[Image annotation data]
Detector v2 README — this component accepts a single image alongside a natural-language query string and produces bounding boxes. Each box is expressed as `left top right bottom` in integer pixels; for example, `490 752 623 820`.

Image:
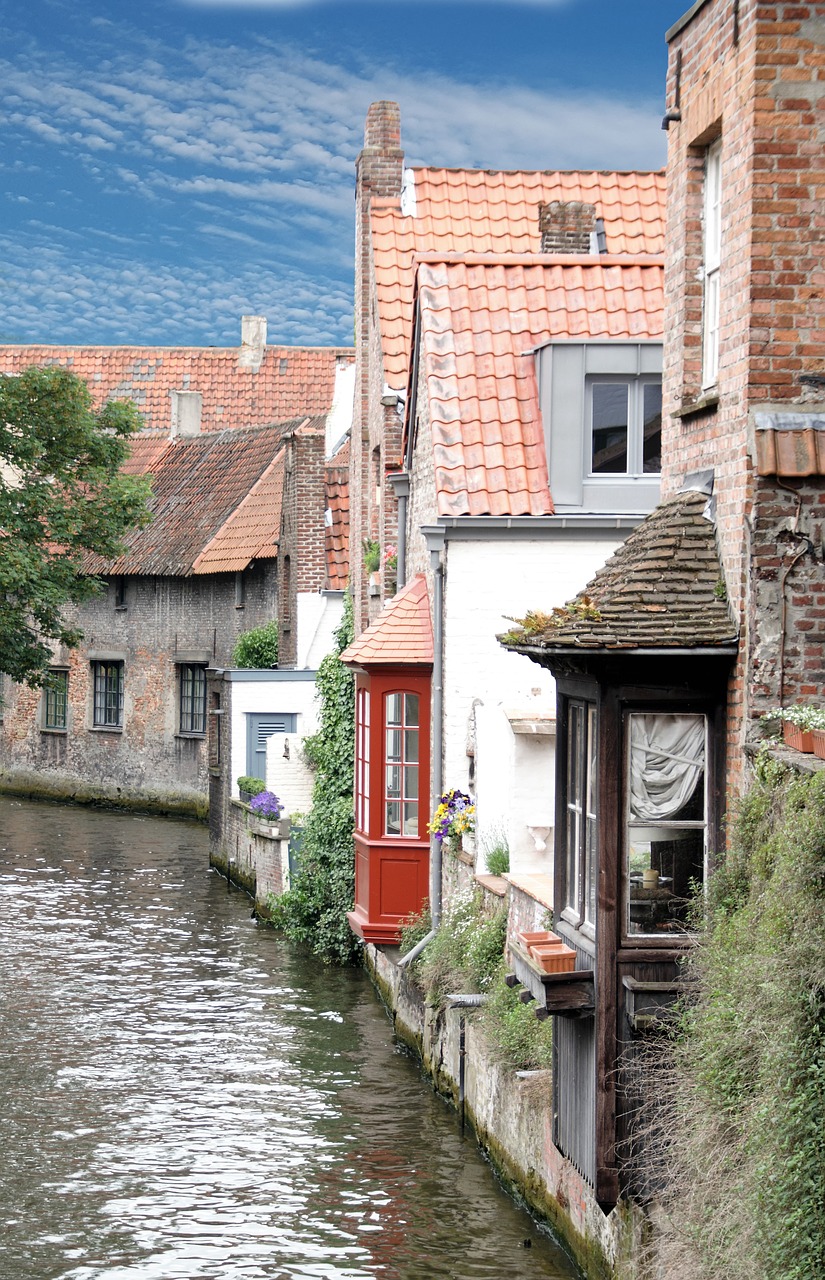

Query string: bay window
624 713 707 937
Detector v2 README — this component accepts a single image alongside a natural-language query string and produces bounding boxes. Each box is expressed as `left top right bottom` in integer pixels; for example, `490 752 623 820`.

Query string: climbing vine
269 595 359 964
654 762 825 1280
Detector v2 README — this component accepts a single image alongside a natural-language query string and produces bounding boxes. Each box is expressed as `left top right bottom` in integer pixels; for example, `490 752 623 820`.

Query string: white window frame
585 374 661 484
702 138 721 390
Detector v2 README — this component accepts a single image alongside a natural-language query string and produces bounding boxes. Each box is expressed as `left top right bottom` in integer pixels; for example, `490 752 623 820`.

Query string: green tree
0 367 150 685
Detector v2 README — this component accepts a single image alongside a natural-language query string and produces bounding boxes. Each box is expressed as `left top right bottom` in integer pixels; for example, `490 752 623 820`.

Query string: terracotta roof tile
342 573 432 667
192 448 285 573
0 346 354 431
504 492 737 659
325 442 349 591
86 425 284 576
417 255 664 516
371 169 665 390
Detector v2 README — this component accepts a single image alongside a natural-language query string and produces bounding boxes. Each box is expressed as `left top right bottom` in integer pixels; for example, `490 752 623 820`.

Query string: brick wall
663 0 825 786
0 562 275 796
349 102 404 635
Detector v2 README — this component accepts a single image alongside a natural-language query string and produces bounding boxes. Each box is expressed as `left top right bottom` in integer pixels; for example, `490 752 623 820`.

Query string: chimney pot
169 392 203 440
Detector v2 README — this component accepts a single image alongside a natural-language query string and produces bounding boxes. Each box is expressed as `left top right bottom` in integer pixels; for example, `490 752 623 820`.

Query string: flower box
782 721 813 755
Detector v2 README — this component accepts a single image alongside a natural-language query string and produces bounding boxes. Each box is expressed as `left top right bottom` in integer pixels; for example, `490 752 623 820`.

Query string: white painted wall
444 535 620 873
295 591 344 671
232 671 318 799
266 733 315 818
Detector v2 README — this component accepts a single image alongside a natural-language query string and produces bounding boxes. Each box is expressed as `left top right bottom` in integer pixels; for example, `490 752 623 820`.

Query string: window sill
670 390 719 421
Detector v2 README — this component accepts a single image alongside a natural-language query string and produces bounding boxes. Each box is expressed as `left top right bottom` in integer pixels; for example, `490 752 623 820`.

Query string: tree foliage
0 367 148 684
270 595 361 964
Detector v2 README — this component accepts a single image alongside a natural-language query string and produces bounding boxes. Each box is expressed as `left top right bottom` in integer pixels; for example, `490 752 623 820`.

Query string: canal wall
0 768 208 822
365 946 648 1280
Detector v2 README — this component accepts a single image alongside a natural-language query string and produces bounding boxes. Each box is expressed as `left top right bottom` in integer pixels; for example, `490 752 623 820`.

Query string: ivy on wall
267 594 361 964
652 758 825 1280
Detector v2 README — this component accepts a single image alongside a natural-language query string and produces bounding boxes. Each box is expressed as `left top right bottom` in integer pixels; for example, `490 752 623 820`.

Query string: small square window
43 671 69 730
179 663 206 733
92 662 123 728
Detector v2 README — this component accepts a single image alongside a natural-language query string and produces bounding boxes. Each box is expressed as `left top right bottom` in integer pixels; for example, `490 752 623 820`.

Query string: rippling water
0 796 576 1280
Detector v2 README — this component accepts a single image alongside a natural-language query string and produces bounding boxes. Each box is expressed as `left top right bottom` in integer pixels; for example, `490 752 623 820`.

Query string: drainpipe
398 525 445 969
386 471 409 591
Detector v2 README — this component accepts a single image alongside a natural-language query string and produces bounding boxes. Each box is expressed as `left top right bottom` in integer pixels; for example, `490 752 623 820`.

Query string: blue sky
0 0 688 346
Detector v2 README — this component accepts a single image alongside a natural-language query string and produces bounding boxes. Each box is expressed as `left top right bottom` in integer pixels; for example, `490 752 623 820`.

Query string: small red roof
342 573 432 667
417 255 664 516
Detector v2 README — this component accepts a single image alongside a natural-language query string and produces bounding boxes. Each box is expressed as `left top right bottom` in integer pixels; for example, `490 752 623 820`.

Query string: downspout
386 471 409 591
398 525 445 969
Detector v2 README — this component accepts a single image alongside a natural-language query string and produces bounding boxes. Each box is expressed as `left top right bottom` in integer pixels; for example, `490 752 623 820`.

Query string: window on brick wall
179 662 206 736
92 662 123 728
43 668 69 731
702 138 721 390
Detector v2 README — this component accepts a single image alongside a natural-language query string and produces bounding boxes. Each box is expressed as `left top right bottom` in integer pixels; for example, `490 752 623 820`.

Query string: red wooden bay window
349 668 431 945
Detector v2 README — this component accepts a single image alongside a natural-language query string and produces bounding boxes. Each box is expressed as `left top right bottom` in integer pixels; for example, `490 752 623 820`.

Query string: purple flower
249 791 284 819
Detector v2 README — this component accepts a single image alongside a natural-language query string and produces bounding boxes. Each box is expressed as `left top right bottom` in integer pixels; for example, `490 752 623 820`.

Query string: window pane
386 800 402 836
386 694 402 724
592 383 629 475
642 383 661 472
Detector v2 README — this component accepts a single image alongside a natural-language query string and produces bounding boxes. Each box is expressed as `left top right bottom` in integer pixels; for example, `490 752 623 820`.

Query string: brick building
496 0 825 1239
0 316 354 812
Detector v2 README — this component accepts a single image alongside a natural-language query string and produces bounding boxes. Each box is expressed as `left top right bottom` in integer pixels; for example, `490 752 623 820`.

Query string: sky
0 0 689 347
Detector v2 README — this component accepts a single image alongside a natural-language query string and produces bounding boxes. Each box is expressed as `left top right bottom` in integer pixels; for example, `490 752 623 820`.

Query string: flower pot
782 721 813 755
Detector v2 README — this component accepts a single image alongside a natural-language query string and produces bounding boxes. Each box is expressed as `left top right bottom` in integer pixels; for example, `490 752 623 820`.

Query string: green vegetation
402 893 553 1069
267 595 361 964
665 758 825 1280
0 366 150 685
232 622 278 669
238 773 266 796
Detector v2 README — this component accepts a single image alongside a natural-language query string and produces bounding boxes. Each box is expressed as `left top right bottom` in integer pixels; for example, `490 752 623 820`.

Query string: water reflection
0 796 574 1280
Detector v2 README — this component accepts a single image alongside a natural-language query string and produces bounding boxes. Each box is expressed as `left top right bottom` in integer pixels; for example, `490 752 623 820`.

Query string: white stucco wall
232 671 318 797
295 591 344 671
444 534 620 872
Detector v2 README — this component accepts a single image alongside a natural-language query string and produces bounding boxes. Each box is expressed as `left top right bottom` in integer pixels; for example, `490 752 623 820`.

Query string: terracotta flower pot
782 721 813 755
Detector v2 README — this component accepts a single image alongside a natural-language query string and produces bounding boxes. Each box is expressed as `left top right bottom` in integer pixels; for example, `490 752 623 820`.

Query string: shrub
267 595 361 964
232 622 278 669
238 773 266 796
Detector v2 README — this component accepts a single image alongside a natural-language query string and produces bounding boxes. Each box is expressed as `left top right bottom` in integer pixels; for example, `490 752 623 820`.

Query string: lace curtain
631 716 705 822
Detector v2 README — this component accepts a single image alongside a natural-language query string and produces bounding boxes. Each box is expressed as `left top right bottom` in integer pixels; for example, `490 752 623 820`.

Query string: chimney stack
538 200 596 253
238 316 266 370
169 392 203 440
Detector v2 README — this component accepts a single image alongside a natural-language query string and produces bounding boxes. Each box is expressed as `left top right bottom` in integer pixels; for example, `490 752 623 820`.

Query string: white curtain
631 716 705 822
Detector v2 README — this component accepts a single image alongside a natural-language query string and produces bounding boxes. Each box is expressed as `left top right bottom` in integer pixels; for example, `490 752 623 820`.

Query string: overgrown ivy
654 762 825 1280
269 595 361 964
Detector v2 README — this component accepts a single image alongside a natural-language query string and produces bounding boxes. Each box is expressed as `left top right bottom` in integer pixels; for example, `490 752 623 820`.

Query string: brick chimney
169 392 203 440
238 316 266 370
538 200 596 253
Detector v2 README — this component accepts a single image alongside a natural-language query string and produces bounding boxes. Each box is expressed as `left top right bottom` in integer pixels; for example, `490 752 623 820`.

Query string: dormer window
587 378 661 476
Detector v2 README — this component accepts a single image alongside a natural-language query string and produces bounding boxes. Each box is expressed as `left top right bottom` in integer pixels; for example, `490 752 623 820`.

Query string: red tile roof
86 424 289 577
342 573 432 667
371 169 665 390
325 442 349 591
0 346 354 431
417 255 664 516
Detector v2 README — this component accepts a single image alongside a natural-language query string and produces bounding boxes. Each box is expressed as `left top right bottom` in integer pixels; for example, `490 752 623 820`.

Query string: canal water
0 796 576 1280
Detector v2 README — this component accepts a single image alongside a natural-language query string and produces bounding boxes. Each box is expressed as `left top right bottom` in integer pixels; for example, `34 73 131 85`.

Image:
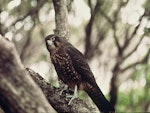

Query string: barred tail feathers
85 86 115 113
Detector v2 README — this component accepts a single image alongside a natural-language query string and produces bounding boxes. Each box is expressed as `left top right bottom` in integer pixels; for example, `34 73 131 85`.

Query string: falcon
45 34 115 113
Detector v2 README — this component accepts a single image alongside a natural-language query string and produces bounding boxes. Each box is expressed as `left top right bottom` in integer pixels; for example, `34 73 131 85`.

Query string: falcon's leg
68 85 78 105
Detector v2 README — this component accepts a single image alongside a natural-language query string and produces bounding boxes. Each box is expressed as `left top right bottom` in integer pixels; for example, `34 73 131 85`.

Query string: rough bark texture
0 38 52 113
27 68 99 113
53 0 69 38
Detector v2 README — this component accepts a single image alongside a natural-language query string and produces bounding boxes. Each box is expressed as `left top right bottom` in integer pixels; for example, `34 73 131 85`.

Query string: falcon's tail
86 86 115 113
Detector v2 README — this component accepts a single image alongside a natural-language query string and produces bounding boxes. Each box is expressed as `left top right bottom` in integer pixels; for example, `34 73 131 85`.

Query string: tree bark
0 38 99 113
27 68 99 113
0 38 52 113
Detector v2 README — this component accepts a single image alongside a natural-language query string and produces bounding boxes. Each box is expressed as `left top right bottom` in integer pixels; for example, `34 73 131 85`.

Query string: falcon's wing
66 45 97 86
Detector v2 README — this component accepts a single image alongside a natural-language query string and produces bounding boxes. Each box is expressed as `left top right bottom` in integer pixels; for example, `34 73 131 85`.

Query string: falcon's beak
47 40 53 46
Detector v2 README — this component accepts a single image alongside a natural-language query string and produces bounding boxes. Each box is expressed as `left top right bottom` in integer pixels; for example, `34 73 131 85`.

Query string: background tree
0 0 150 111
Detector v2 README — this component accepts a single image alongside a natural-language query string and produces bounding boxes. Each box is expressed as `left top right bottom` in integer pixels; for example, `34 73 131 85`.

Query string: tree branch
0 38 52 113
84 0 101 59
120 49 150 73
27 68 98 113
122 13 145 50
123 34 145 60
53 0 69 38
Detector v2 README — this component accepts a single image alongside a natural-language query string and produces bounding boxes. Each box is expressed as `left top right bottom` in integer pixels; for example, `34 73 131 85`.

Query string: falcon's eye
52 37 55 42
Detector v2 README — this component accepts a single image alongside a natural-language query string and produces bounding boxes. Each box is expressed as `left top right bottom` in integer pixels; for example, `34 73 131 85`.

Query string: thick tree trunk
27 68 99 113
0 38 99 113
0 38 52 113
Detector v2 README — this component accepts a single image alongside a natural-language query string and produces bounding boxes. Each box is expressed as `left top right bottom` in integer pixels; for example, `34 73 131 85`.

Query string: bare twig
120 49 150 73
84 0 101 59
122 13 145 50
123 34 145 60
53 0 69 38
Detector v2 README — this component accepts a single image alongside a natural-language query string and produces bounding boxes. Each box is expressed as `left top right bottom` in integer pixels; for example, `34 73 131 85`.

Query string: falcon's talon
68 85 78 105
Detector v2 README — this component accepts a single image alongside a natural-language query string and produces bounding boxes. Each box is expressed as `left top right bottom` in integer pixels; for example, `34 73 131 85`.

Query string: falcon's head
45 34 67 53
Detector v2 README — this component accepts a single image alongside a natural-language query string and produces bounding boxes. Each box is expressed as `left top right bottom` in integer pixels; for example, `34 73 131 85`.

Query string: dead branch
123 34 145 61
84 0 101 59
120 49 150 73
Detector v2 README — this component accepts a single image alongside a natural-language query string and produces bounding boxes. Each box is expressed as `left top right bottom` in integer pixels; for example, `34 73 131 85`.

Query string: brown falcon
45 34 115 113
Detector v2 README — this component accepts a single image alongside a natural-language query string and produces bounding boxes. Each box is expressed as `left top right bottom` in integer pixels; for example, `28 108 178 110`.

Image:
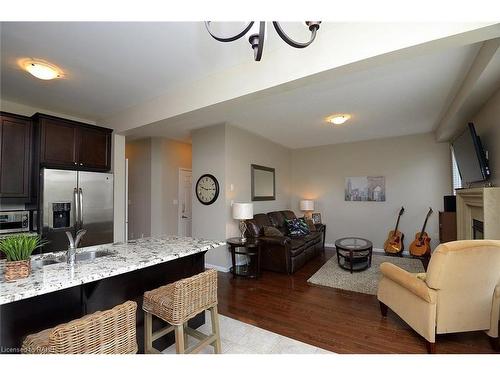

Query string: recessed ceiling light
19 59 62 81
326 114 351 125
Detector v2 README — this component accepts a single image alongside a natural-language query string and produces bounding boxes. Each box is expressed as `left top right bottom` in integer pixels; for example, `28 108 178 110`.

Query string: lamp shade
233 203 253 220
300 199 314 211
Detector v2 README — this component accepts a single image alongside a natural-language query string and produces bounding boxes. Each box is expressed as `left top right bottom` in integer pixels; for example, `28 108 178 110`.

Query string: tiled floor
163 314 332 354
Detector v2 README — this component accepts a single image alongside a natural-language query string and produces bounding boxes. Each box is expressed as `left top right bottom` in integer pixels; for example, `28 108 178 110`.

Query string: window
451 148 462 195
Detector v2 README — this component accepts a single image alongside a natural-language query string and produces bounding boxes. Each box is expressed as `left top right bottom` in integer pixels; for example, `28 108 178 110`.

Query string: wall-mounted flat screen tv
452 122 490 183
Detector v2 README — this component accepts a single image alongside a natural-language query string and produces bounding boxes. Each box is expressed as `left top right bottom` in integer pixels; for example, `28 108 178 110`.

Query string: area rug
307 254 425 295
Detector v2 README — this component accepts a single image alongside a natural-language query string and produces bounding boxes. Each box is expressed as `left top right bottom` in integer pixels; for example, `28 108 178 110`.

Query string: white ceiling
128 44 488 148
0 22 498 148
0 22 324 120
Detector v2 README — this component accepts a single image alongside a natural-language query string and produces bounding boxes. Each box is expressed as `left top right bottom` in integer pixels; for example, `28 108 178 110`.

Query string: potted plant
0 234 46 281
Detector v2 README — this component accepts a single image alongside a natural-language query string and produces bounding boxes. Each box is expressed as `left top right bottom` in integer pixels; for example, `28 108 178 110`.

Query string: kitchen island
0 237 224 352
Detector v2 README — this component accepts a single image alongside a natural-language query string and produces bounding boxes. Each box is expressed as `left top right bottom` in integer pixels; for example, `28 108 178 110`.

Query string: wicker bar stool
21 301 137 354
142 270 221 354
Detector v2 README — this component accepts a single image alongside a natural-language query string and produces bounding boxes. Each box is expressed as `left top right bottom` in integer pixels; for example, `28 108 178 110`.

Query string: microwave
0 211 30 234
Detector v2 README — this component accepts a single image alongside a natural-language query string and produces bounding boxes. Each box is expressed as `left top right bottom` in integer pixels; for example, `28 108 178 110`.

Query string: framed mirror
251 164 276 201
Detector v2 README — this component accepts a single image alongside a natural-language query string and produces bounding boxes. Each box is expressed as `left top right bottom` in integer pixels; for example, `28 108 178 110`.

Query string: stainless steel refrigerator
40 168 113 252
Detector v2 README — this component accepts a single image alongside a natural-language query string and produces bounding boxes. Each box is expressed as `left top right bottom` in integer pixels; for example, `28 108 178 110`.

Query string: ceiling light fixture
205 21 321 61
326 114 351 125
20 59 62 81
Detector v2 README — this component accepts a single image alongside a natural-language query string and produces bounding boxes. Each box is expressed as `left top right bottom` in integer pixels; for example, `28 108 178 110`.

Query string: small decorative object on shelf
233 203 253 242
0 234 47 281
311 212 321 224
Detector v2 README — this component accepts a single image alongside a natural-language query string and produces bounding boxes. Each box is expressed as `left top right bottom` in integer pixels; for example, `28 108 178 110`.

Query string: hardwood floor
219 249 494 353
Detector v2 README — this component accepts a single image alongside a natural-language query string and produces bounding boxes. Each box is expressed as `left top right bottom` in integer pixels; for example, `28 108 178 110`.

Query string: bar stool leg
210 306 221 354
174 324 184 354
144 312 153 354
184 322 189 350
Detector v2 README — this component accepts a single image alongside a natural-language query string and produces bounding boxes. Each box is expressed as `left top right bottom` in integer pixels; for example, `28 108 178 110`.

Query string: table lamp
233 203 253 242
300 199 314 218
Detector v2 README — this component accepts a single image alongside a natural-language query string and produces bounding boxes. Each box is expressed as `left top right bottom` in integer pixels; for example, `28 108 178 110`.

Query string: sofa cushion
290 238 307 257
304 218 318 232
267 211 286 233
302 232 321 243
285 219 309 236
264 226 283 237
281 210 297 220
290 238 306 250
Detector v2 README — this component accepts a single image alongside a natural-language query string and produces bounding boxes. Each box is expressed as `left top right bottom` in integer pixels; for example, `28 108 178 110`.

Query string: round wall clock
196 174 219 205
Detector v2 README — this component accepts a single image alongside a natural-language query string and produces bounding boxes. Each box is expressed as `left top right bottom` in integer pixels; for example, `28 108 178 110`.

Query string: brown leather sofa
246 211 325 274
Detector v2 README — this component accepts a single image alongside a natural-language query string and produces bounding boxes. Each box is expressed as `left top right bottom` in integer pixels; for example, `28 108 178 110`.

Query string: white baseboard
325 243 385 253
205 263 229 273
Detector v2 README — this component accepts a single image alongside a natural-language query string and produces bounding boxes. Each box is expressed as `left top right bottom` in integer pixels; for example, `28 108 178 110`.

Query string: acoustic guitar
410 207 432 257
384 207 405 254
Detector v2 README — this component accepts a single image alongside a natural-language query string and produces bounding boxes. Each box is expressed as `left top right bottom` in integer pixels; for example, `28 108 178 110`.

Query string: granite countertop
0 236 225 305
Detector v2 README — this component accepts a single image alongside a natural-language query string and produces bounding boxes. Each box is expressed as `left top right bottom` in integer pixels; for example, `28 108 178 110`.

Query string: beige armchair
377 240 500 353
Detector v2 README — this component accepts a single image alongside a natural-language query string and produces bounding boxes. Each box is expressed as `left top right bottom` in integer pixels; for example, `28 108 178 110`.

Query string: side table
226 237 261 278
314 224 326 251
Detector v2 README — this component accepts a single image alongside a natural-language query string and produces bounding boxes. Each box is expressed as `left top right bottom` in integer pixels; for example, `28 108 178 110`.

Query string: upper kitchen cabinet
0 112 32 200
34 113 112 172
78 128 111 171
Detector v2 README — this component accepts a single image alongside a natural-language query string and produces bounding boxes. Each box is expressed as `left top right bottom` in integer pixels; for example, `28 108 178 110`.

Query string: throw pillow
285 219 310 236
304 219 317 232
264 226 283 237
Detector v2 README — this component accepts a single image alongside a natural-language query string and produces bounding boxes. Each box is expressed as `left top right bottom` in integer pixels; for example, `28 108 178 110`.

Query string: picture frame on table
311 212 321 224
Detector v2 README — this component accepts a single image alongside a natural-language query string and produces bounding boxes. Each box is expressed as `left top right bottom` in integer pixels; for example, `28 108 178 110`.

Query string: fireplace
457 187 500 240
472 219 484 240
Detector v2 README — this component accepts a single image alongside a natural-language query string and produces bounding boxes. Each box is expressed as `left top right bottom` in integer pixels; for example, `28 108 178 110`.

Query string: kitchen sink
73 250 116 262
31 258 61 267
32 250 116 267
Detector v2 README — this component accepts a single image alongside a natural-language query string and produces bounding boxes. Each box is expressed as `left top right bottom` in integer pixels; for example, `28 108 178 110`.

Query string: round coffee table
335 237 373 273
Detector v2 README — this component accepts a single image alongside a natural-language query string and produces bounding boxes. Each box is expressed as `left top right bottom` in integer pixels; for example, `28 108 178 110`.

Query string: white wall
291 133 451 251
472 90 500 186
226 125 291 237
156 138 192 235
125 138 151 239
192 124 230 270
192 124 291 270
0 99 95 126
112 134 126 242
126 138 191 238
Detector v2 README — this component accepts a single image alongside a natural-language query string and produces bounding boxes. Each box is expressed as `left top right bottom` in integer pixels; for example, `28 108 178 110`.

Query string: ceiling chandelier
205 21 321 61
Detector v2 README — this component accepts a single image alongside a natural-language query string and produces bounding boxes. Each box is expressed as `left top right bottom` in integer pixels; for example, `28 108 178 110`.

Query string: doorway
177 168 193 237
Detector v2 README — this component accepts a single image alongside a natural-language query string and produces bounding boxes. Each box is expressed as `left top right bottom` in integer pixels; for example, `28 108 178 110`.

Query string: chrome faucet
66 229 87 266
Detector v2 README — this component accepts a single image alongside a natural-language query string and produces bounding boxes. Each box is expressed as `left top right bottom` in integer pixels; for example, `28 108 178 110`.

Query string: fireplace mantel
457 187 500 240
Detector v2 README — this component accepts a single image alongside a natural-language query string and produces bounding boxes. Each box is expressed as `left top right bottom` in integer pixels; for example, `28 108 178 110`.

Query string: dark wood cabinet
34 114 112 172
78 128 111 170
439 212 457 243
0 112 33 201
38 117 77 166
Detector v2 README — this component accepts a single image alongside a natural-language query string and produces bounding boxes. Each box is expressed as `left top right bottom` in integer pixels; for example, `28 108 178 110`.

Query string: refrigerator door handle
78 188 83 229
73 188 80 229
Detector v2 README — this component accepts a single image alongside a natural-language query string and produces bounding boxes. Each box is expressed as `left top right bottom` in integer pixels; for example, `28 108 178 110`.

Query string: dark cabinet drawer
35 114 112 172
78 128 111 170
0 112 32 201
40 119 77 166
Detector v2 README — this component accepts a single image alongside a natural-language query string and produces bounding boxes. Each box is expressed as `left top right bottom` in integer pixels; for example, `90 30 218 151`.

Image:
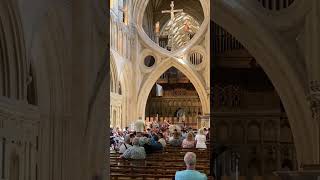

[STATED GOAL]
Edit the listing from its start through the line with "624 713 707 937", replacing "integer pixels" with "whole pixels" and keeping everything else the same. Omit the picture from your version.

[FINISHED EXERCISE]
Detector v2 README — this component accepts a single image alongside a natural-language query string and produces bounding boxes. Each box is expressed as `left top right bottom` in whole pixels; for example, `490 752 623 820`.

Image:

Query string: bay window
624 713 707 937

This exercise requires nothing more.